THE REQUEST: Reproduce the listing below word for word, with no pictures.

======== AVAILABLE DATA

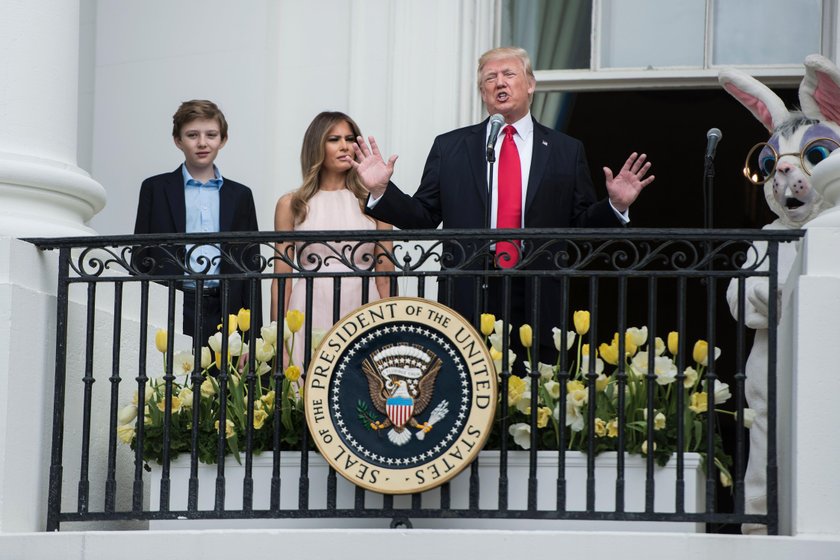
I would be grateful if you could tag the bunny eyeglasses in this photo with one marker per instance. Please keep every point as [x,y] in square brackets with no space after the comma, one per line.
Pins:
[763,158]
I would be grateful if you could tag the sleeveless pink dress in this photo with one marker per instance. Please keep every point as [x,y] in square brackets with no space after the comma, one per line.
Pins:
[328,211]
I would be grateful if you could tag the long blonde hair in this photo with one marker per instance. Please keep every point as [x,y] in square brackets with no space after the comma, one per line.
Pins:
[312,158]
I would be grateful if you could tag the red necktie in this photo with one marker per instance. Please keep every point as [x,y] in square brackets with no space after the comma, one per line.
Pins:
[509,210]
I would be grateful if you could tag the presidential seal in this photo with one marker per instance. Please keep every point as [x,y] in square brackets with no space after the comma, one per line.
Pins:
[400,395]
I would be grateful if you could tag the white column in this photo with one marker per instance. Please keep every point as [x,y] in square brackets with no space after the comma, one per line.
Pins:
[42,191]
[816,487]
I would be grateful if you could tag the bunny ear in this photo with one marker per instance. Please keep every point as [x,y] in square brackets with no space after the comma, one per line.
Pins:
[765,105]
[819,92]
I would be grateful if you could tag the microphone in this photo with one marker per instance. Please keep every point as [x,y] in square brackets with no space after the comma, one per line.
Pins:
[712,138]
[497,121]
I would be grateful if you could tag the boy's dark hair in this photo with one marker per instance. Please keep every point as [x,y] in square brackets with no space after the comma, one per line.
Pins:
[198,109]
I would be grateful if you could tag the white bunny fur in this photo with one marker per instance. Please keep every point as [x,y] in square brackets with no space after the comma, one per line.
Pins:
[819,96]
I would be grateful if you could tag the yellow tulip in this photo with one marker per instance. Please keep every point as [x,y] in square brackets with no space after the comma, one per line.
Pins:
[161,340]
[574,385]
[516,388]
[488,321]
[600,427]
[543,414]
[229,433]
[259,418]
[581,321]
[701,351]
[609,353]
[268,399]
[526,335]
[243,318]
[292,373]
[673,342]
[295,320]
[698,402]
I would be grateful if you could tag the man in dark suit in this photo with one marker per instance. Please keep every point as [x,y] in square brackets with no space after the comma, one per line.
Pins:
[549,180]
[195,198]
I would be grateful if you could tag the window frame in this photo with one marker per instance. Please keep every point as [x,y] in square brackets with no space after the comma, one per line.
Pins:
[597,78]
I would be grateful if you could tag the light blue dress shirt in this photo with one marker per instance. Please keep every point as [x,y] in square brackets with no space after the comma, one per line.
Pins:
[202,203]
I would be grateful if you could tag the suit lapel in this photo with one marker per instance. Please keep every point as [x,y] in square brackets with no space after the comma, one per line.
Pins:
[539,159]
[175,196]
[474,142]
[227,204]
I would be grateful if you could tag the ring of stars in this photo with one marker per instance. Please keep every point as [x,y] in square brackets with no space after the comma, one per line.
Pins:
[363,344]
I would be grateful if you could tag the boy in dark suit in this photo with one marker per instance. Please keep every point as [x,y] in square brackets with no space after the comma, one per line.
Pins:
[195,198]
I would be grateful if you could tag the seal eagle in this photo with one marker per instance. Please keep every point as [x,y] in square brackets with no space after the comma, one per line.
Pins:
[401,380]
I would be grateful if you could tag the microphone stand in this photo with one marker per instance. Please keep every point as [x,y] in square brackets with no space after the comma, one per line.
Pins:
[488,207]
[709,192]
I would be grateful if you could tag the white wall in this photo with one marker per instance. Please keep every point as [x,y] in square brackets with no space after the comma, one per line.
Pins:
[403,70]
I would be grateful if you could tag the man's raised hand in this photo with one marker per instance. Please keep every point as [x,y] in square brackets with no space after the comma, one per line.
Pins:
[624,188]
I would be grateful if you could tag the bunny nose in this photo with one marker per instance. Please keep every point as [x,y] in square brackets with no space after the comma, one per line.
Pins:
[784,168]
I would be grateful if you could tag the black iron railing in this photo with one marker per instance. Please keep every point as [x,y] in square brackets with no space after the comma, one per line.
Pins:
[666,280]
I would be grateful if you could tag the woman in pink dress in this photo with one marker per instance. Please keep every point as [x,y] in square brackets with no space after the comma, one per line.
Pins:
[330,198]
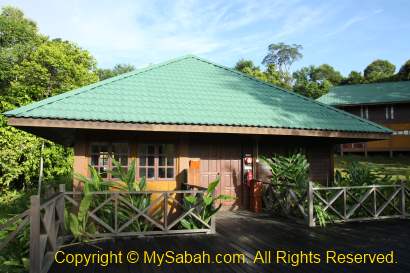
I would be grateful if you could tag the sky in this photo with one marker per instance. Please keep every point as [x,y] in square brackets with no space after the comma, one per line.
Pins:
[345,34]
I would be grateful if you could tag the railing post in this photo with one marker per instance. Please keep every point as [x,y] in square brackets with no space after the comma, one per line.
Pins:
[35,255]
[310,201]
[375,216]
[116,213]
[344,203]
[403,199]
[61,206]
[166,211]
[213,219]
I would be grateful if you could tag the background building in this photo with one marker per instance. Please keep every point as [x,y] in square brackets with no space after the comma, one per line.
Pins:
[386,103]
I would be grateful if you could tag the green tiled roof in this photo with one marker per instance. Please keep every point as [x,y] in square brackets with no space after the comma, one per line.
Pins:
[371,93]
[191,90]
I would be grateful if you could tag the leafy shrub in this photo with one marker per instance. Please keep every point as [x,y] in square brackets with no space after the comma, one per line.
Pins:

================

RESPONSE:
I would be grateful if you could tag the bunny eyeglasses in this photo with one marker per instance. Please keep every point as [x,y] in square brackets with no space after the comma, one per line.
Pins:
[763,158]
I would be grateful if you could tag the sleeveless pink dress in this photo with one marker per instance. Please keep every point as [x,y] in square brackets with no space after the comma, one per line.
Pins:
[328,211]
I would be grateful if you could tag the long blonde hair in this photo with one marker per instance. Please keep every point as [x,y] in square brackets with no space after the comma, one per line.
Pins:
[312,158]
I would be grateful if you could tag the red necktie in this photo with one marker per instance. Please keep every point as [x,y] in square brackets with no space after the comma, one per line.
Pins:
[509,210]
I would be grateful if you could tag the presidential seal in this photo with one marker per instance. Please keep every point as [x,y] in square brackets with no space after the comma, one per line.
Pins:
[400,395]
I would be grateful if you could tag the white column in this photo with one marker per instance. Please keep every point as [x,y] in square brackets with no space after the comma, one per line.
Pins:
[42,191]
[816,487]
I would be grateful if you could tag the bunny ear in this photo with one marker per instance. Please keep every point as [x,y] in square brackets with no space after the comma, one per line.
Pins:
[765,105]
[819,92]
I would be grateful if you could tag the microphone in this photo with one marker per instance. Please keep every point as [x,y] in square brackets with no space after the comma, one per line.
Pins:
[712,138]
[497,121]
I would be grateful if you could tag the boy's dark hair in this photo with one marker per instance. Please keep every point as [x,y] in square brackets with no space after the comma, one per line.
Pins:
[198,109]
I would be grateful if you could tag the white bunny fur in this photo with one marker per instance. Please keep every point as [x,y] in square brackets with no space after the comma, one per line.
Pins:
[819,96]
I would be grateful if you could tag the yellow tulip in this photo with one marker per instance. Please keep every point as [x,y] in square brackets with no space after the comma, one per line.
Pins:
[161,340]
[574,385]
[516,388]
[488,321]
[600,427]
[543,414]
[229,433]
[259,418]
[581,321]
[701,351]
[609,353]
[268,399]
[526,335]
[243,318]
[292,373]
[673,342]
[295,320]
[698,402]
I would be grateful if you could tag the man in dark suit in this photo with one marker per instance. Please keep every point as [x,y] in square brackets with no space after the comma, one per line.
Pins:
[549,180]
[195,198]
I would be grateful if you could tag the window frame in this photo with one marker per instance. Please keep every point as [x,y] in square brackets with no space after the comma, one per line.
Pins:
[597,78]
I would be grateful if you could tag the light blue dress shirt in this photo with one marker per instance. Please keep every point as [x,y] in square brackets with no space after the comma, one per line.
Pins:
[202,203]
I would be grateful if you could tag the suit lapel in this photo with one marker per instance. Please keep every point as [x,y] in square brackets with no space after the comma, one per line.
Pins:
[539,159]
[175,196]
[474,142]
[227,204]
I would be grateful if you could tag the ring of stars in this photo with one marker per instance. Please keep every point as [x,y] in square brackets with no space after the comma, one per line.
Pins:
[363,344]
I would be grateful if you could tag the boy in dark suit in this photo with one marker per instance. Please keep every point as [x,y] in square brackets with no space after the comma, one per line.
Pins:
[195,198]
I would be grateful if you could tag the seal eagle in this photo with one marker per instance. Please keep every point as [x,y] in square brackets with no space after the comma, one per line.
Pins:
[401,380]
I would be grateful if you could tag the microphone stand in this photo with one marker per instance. Please keep every point as [x,y] in square brackets with no space after the comma, one per line.
Pins:
[488,207]
[709,192]
I would be grateful if you could tag the white wall in this photo with one marker per instance. Please keep every point as [x,y] in square brackets with no space after the comma, one per line.
Pins:
[403,70]
I would be grateful if you could tag the man's raised hand in this photo with one marker per instance. Please keep every point as [x,y] in square brackets with no space after the comma, one per line.
Pins:
[624,188]
I would be grateful if you could tag the bunny nose in this photo with one marker per instance. Please keep every point as [x,y] in square brackets with no space after the comma, one per line.
Pins:
[784,168]
I would be grateful if you could tag the black iron railing in this photo with one marker per instance. Please keep every point as [x,y] in square brackets with no space after the comma, one per line.
Pins:
[666,280]
I would be grateful if you could tag the woman in pink dress in this photo with one marker per instance. Please keep every point as [x,y] in square brackets with no space after the comma, one per line.
Pins:
[330,198]
I would be grateful if you could tag the sky in this photo with one marker per instance. Please keep every point as [x,y] in square brackets with no space after the comma, one per line.
Pins:
[345,34]
I would be grateful if you could tag the railing post in this photo with one marker per instance. Please keep every point as [x,y] in square brackets with no space after the comma, one per line.
Pins:
[35,255]
[310,201]
[375,216]
[116,213]
[344,203]
[403,199]
[61,206]
[166,211]
[213,219]
I would be grateful if you could tag the background building in this photo with one marker per instance. Please keep every point as [x,y] in square brackets with no space after the comma, one per line.
Pins:
[386,103]
I would be grateful if you could tag the green tiled roof in this photo with one marker per instance. Please keep every point as [x,y] in square brackets with no space after the comma, one per line.
Pins:
[371,93]
[191,90]
I would be grateful if you could tag the leafy shrub in this photo with one marker per instance. Please keep every point as [x,y] in square brackets with no space after the comma, one per line.
Pins:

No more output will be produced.